● **Activity 1**:
In the GPU monitoring code, explain when get_gpu_info returns a plain message instead of a dictionary of GPU details.
● **Activity 2**:
Answer these questions about the GPU monitoring code, one line each:
(a) Which matrix sizes does benchmark_gpu_performance test?
(b) How many warm-up matrix multiplications are run for each size?
(c) What does get_nvidia_smi_info return if a FileNotFoundError occurs?
● **Activity 3**:
List every field that the GPU monitoring code asks nvidia-smi to query.

● **Document passage**:
* * * *
Monitor GPU performance and troubleshoot common issues in GPU-accelerated AI workloads.

In [None]:
# Comprehensive GPU monitoring and troubleshooting
import torch
import subprocess
import psutil
import time
import gc
from datetime import datetime

print("=== GPU Performance Monitoring and Troubleshooting ===")

def get_gpu_info():
    """Get comprehensive GPU information"""
    if not torch.cuda.is_available():
        return "No CUDA-capable GPU detected"
    
    info = {}
    info['gpu_count'] = torch.cuda.device_count()
    info['current_device'] = torch.cuda.current_device()
    
    for i in range(torch.cuda.device_count()):
        gpu_props = torch.cuda.get_device_properties(i)
        info[f'gpu_{i}'] = {
            'name': gpu_props.name,
            'total_memory': f"{gpu_props.total_memory / 1024**3:.2f} GB",
            'major': gpu_props.major,
            'minor': gpu_props.minor,
            'multi_processor_count': gpu_props.multi_processor_count
        }
    
    return info

def monitor_gpu_memory():
    """Monitor GPU memory usage"""
    if not torch.cuda.is_available():
        return "No GPU available"
    
    allocated = torch.cuda.memory_allocated(0)
    reserved = torch.cuda.memory_reserved(0)
    total = torch.cuda.get_device_properties(0).total_memory
    
    memory_info = {
        'allocated_mb': allocated / 1024**2,
        'reserved_mb': reserved / 1024**2,
        'total_gb': total / 1024**3,
        'free_mb': (total - allocated) / 1024**2,
        'utilization_percent': (allocated / total) * 100
    }
    
    return memory_info

def get_nvidia_smi_info():
    """Get detailed GPU info from nvidia-smi"""
    try:
        result = subprocess.run(['nvidia-smi', '--query-gpu=temperature.gpu,utilization.gpu,utilization.memory,memory.used,memory.total,power.draw', '--format=csv,noheader,nounits'], 
                              capture_output=True, text=True)
        return result.stdout.strip()
    except FileNotFoundError:
        return "nvidia-smi not available"

def benchmark_gpu_performance():
    """Benchmark GPU performance with matrix operations"""
    if not torch.cuda.is_available():
        return "No GPU available for benchmarking"
    
    device = torch.device("cuda")
    
    # Test different matrix sizes
    sizes = [1024, 2048, 4096]
    results = {}
    
    for size in sizes:
        # Generate random matrices
        a = torch.randn(size, size, device=device)
        b = torch.randn(size, size, device=device)
        
        # Warm up
        for _ in range(5):
            _ = torch.matmul(a, b)
        
        torch.cuda.synchronize()
        
        # Benchmark
        start_time = time.time()
        for _ in range(10):
            c = torch.matmul(a, b)
* * * *
● **Given records**:
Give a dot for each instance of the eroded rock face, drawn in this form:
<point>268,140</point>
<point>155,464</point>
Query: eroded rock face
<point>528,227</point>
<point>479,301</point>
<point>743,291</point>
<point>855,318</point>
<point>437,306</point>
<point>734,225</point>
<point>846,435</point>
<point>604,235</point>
* * * *
● **Exercise output 1**:
get_gpu_info returns a plain message when torch.cuda.is_available() is false. In that case it returns "No CUDA-capable GPU detected" at once. It does not build the dictionary with the GPU count, the current device and each GPU's properties.

● **Exercise output 2**:
(a) 1024, 2048 and 4096
(b) 5
(c) "nvidia-smi not available"

● **Exercise output 3**:
temperature.gpu
utilization.gpu
utilization.memory
memory.used
memory.total
power.draw